---- Reading passage
|Probabilistic, Risk-Based Decision Support for Oil and Gas Exploration and Production Facilities in Sensitive Ecosystems
The project goal is the development of modules for a web-based decision support tool that will be used by mid- and small-sized oil and gas exploration and production companies as well as environmental regulators and other stakeholders to proactively minimize adverse ecosystem impacts associated with the recovery of oil and gas reserves in sensitive areas in the Fayetteville Shale Play in central Arkansas. This decision support tool will rely on creation of a database of existing exploration and production (E&P) technologies that are known to have low ecosystem impact.
University of Arkansas, Fayetteville, Arkansas
Argonne National Laboratory (ANL), Washington DC
The Fayetteville Shale play is an unconventional natural gas play located in central Arkansas. It is a tight formation and requires fracturing to produce economic quantities of gas. The currently active play encompasses a region approximately 50 miles wide (from north to south) from approximately Fort Smith, AR east to Little Rock, AR. Initial estimates are that it may rival the prolific Barnett Shale play in Texas, currently the nation’s most active natural gas play. At present, there are about two million acres under lease in this play (Poynter, 2006). It is expected that thousands of wells will be drilled during the next several years—current field rules from the Arkansas Oil and Gas Commission limit the number of wells to 16 per square mile section. This development will entail installation of massive support infrastructure of roads and pipelines, as well as drilling fluid disposal pits and infrastructure to handle millions of gallons of fracturing fluids. Arkansas also has coal-bed methane fields (Hartshorne Shale play) along the western edge of the state that are part of the Arkoma Basin that extends north through Oklahoma, Kansas, and western Missouri. The focus of the project is on gas production in Arkansas as the test bed for application of a proactive risk-management decision support system for natural gas exploration and production. The principal objective of this project is the development of tools that will allow industry to rapidly evaluate alternative leases through a GIS-based risk management approach so that location-specific environmental concerns can be identified early in the permitting process.
--------
Goal 1
According to the Fayetteville Shale project description, why will the tools let industry evaluate alternative leases through a GIS-based risk management approach?
Goal 2
Translate this sentence from the Fayetteville Shale project description into Spanish: "The Fayetteville Shale play is an unconventional natural gas play located in central Arkansas."
Answer using only the project description above.
---- Data provided
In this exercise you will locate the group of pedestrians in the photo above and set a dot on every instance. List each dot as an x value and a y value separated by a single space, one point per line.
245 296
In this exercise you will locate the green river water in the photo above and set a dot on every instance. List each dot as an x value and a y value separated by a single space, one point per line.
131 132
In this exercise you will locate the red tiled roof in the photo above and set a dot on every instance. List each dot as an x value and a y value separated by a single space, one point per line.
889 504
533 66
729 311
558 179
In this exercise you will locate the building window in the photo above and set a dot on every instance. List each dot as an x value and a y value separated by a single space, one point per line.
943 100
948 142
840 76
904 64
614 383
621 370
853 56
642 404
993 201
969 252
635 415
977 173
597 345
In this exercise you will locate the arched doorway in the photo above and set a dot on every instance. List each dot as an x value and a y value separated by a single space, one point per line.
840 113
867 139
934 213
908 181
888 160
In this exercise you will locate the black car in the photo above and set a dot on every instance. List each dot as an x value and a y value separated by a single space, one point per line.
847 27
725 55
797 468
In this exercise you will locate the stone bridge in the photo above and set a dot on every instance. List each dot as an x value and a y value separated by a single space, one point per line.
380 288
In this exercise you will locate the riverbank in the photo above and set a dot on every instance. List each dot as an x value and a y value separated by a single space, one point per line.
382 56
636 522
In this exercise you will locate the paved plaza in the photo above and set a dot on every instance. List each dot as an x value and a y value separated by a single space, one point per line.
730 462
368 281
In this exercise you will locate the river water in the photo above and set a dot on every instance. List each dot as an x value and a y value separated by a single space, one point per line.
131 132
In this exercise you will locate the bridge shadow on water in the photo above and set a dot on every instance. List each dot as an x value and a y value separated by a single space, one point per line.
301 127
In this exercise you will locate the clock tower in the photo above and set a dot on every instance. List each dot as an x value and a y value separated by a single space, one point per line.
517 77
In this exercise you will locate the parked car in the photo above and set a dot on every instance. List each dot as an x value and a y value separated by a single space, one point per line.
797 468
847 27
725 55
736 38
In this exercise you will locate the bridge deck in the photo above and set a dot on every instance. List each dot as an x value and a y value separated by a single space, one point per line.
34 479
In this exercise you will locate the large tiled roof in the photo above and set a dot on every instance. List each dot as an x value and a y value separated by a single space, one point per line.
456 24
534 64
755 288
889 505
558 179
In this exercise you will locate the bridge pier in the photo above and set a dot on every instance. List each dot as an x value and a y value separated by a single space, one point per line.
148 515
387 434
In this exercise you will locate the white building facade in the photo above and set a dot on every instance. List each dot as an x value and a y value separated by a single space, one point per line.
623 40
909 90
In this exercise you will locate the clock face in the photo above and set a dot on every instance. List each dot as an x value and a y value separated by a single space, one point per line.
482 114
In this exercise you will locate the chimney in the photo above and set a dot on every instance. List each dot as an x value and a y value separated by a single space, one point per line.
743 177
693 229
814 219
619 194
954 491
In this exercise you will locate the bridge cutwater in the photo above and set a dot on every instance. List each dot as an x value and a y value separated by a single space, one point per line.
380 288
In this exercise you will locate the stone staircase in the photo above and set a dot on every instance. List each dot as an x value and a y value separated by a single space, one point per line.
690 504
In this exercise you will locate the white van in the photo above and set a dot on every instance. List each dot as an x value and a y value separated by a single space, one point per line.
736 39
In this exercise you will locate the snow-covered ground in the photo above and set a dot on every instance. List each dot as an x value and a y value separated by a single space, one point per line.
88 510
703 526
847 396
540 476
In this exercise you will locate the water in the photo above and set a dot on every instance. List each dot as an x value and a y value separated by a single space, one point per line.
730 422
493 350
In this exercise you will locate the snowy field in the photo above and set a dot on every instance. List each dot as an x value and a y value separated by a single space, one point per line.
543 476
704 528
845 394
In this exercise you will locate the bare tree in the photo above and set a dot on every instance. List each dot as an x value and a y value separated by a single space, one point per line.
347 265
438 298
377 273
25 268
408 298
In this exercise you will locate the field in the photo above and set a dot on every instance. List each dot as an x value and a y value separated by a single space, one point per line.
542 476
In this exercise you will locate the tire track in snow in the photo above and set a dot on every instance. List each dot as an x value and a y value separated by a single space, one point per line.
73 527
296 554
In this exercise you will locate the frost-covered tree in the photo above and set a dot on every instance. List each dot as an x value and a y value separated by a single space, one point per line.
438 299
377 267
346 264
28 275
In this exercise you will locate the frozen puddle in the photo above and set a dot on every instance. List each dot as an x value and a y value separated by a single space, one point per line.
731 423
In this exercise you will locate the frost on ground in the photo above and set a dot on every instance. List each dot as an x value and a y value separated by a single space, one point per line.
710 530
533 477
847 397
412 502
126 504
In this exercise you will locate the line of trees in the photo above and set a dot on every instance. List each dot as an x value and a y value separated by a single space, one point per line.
--------
Final answer 1
The approach lets location-specific environmental concerns be identified early in the permitting process.

Final answer 2
El play de lutitas de Fayetteville es un play de gas natural no convencional ubicado en el centro de Arkansas.